#### [ENTRIES SUPPLIED]
■ ■ ■
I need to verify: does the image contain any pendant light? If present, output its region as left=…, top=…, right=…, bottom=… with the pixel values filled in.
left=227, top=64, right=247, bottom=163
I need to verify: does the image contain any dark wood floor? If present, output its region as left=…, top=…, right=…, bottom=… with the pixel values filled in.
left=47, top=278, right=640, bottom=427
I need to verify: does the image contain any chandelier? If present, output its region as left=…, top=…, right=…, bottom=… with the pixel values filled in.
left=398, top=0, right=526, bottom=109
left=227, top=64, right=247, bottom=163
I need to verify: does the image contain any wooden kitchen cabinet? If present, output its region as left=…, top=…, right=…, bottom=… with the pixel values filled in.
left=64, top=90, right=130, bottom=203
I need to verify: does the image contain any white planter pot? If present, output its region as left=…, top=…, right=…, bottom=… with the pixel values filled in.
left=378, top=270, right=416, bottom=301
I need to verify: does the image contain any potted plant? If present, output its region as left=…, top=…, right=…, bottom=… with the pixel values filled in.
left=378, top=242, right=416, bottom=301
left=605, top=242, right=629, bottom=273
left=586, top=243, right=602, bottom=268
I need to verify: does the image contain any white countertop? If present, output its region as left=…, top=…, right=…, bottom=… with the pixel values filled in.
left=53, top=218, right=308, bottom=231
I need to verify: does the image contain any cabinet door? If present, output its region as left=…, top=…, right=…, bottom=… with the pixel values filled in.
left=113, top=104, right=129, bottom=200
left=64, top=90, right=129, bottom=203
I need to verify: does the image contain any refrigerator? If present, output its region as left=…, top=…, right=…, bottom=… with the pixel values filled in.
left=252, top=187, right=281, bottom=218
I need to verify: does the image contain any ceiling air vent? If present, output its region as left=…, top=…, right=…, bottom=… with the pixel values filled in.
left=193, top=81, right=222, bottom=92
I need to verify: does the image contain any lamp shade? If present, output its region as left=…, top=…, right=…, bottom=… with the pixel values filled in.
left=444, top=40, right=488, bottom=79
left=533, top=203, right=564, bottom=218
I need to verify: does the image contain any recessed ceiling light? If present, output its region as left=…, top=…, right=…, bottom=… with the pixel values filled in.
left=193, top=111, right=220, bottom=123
■ ■ ■
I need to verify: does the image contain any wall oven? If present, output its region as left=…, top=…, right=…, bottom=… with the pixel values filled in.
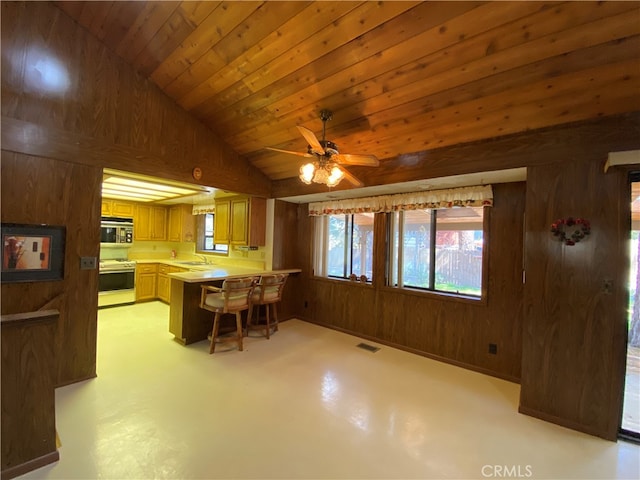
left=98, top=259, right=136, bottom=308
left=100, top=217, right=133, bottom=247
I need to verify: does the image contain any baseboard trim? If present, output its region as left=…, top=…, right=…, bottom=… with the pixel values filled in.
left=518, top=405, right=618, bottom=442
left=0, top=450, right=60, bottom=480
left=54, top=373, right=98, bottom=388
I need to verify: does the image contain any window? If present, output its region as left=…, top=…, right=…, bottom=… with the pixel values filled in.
■ ■ ■
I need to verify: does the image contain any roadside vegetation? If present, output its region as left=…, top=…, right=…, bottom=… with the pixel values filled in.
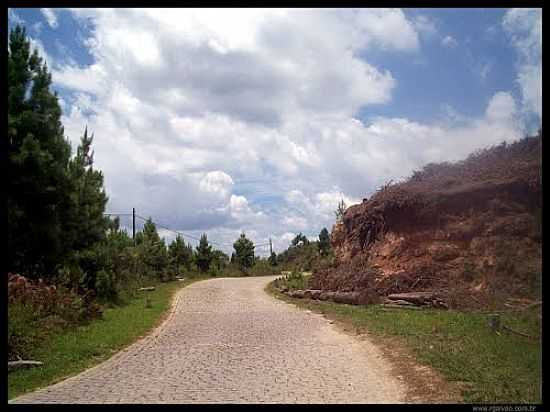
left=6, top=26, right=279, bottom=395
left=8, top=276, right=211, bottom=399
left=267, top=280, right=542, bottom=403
■ ■ ■
#### [WHAT YOU NEED TO DO]
Retype the stretch of records from the line containing "I need to verify: does the image contain any pendant" through the line containing "left=47, top=278, right=640, bottom=427", both included, with no changes.

#### [RESPONSE BELOW]
I need to verify: does the image contain any pendant light? If present, output its region as left=…, top=…, right=…, bottom=… with the pixel values filled in.
left=227, top=64, right=247, bottom=163
I need to verify: does the image contain any dark wood floor? If present, output its region as left=…, top=…, right=…, bottom=… with the pixel values filled in.
left=47, top=278, right=640, bottom=427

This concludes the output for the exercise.